_GIVEN PROBLEM_
Every line of the material is to be repeated exactly as it stands.

□ □ □ □ □ □ □

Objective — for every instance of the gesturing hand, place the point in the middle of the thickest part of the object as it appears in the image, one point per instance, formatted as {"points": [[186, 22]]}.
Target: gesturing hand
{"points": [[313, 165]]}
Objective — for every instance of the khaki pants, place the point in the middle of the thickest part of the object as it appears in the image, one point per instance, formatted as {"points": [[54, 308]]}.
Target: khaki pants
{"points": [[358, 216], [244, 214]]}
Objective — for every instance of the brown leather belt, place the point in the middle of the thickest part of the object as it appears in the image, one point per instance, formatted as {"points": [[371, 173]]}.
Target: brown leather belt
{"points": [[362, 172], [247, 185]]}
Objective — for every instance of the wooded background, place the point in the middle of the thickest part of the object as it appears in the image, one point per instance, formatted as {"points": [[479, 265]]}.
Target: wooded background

□ □ □ □ □ □ □

_SOLUTION BELOW_
Objective — for every instance of the gesturing hand, place the point in the middle of the thickest part of the object as it appears in the image, one point per instance, formatted as {"points": [[186, 22]]}.
Target: gesturing hand
{"points": [[313, 165]]}
Objective — for every instance of the khaki pants, place the point in the middle of the thickest part of the object as it appears in the image, one point per instance, formatted as {"points": [[54, 308]]}.
Target: khaki pants
{"points": [[358, 216], [244, 214]]}
Objective — for every instance of the brown leather belt, place the point in the middle of the thickest part of the object as it appears in the image, one point per instance, formatted as {"points": [[371, 173]]}.
Target: brown leather belt
{"points": [[362, 172], [247, 185]]}
Objective — for every instance of the wooded background, place the point in the middle of the thickest part of the object as it appears in the image, one point per instance, formatted as {"points": [[479, 265]]}.
Target: wooded background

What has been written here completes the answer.